** Material provided **
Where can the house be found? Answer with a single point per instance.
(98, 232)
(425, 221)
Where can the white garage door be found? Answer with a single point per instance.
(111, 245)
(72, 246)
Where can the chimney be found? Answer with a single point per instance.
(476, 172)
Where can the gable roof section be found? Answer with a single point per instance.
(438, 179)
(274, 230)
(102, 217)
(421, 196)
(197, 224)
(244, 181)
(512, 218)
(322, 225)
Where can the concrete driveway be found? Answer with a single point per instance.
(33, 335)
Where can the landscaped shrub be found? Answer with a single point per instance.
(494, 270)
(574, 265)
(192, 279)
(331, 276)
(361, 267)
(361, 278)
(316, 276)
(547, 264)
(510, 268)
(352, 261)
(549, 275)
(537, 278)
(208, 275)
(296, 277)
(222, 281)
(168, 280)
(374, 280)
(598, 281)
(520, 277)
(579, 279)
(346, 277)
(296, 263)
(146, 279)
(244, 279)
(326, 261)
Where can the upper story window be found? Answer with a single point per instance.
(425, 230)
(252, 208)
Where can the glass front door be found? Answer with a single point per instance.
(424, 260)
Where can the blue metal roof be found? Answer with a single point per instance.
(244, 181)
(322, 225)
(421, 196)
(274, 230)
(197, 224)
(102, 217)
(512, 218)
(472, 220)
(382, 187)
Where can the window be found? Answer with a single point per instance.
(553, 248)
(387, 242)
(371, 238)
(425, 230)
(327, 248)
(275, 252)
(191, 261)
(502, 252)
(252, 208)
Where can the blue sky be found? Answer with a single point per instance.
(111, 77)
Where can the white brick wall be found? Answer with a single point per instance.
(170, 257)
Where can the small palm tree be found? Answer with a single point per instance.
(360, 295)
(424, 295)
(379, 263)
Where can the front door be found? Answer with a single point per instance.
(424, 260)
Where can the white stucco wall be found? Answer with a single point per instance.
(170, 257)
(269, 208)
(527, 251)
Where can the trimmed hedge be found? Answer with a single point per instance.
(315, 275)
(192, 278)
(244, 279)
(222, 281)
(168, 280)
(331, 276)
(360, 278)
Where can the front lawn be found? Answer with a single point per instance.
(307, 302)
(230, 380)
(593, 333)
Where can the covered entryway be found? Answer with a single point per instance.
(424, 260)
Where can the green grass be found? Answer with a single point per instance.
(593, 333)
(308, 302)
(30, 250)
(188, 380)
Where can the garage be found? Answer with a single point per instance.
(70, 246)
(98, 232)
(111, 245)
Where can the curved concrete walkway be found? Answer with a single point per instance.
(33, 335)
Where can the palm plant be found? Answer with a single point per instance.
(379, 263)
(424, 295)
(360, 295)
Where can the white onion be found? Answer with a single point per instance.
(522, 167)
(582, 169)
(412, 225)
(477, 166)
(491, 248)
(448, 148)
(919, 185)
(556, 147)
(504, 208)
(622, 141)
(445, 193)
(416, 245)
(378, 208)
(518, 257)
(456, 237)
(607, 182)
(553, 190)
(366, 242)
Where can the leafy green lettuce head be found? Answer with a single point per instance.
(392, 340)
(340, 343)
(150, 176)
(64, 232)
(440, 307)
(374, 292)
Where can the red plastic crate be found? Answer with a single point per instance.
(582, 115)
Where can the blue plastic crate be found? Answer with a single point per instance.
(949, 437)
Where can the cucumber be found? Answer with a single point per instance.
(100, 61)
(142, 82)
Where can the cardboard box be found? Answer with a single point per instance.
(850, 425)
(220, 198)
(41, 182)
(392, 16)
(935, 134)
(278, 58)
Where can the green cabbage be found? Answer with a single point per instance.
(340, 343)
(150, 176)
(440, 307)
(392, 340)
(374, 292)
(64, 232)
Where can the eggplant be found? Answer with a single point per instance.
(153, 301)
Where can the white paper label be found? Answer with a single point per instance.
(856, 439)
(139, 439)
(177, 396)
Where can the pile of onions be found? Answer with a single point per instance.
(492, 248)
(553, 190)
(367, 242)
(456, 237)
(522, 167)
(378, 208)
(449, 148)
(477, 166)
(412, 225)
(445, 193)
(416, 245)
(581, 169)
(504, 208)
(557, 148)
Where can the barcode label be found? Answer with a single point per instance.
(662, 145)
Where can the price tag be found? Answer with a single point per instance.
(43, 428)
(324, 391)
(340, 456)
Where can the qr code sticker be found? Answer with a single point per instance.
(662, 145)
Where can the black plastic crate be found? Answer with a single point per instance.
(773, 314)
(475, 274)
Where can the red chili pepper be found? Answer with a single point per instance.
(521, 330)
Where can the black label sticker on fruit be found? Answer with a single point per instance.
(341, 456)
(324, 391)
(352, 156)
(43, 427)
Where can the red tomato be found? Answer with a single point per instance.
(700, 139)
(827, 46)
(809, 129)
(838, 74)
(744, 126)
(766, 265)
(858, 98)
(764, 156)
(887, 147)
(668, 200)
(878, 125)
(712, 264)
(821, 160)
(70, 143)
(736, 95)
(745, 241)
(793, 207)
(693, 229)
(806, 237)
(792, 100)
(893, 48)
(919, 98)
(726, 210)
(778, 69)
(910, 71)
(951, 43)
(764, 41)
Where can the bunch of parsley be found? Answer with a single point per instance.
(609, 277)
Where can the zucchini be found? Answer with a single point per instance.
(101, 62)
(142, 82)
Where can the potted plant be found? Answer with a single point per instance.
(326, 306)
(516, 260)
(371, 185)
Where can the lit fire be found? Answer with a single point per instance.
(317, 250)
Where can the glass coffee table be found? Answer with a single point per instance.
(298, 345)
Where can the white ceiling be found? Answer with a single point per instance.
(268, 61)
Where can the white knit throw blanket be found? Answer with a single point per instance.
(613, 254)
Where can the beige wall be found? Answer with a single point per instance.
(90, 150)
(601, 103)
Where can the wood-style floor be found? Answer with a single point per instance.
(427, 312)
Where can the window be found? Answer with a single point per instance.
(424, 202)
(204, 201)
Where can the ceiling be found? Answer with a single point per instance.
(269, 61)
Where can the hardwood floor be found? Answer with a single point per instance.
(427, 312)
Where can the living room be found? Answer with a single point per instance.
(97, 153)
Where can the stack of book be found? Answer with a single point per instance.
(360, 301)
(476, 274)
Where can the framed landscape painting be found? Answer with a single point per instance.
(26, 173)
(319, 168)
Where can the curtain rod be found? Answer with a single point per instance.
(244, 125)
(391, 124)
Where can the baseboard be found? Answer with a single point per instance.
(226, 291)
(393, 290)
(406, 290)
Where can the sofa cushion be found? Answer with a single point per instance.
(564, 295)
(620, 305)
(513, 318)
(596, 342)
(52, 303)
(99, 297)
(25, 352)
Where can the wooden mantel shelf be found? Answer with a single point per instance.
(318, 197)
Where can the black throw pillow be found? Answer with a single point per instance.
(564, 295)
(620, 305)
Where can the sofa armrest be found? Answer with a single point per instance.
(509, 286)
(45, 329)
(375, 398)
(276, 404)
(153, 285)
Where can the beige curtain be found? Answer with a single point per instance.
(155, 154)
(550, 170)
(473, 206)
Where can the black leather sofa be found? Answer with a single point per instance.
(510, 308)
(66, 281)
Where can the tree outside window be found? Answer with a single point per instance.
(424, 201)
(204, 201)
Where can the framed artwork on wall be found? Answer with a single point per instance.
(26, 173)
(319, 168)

** Task **
Lay out everything from the record containing "Where can the baseboard" down to the last of the records as a two-column CSV with the columns text and answer. Give one row per record, and put each value in a single quoted field with its line breaks replaced by spaces.

** Result below **
text,answer
"Where can the baseboard be found? Answer with a single point per instance.","(226, 291) (393, 290) (406, 290)"
"Where can the sofa cushion be found? Answer with a single point per instance.","(564, 295) (620, 305) (513, 318) (596, 342) (52, 303) (99, 297) (25, 352)"
"Where can the wooden mantel shelf be found? Answer with a single point per instance.","(318, 197)"
"Where can the black throw pillow be found? Answer with a single point per instance.","(564, 295) (620, 305)"
"Where can the sofa armrest be found? Answer with a single point per instance.","(509, 286) (45, 329) (375, 398) (276, 404) (153, 285)"
"Where can the beige curtain be found? Answer with a single point per instance.","(155, 154) (550, 170) (473, 206)"
"Where can the black leather sofa be found? Answer with a single point per instance.","(510, 308) (66, 281)"
"Where can the tree outside window be found? Answer with a single point per instance.","(424, 201) (204, 201)"
"Where can the framed artwork on wall be found? Answer with a single point per instance.","(26, 173) (319, 168)"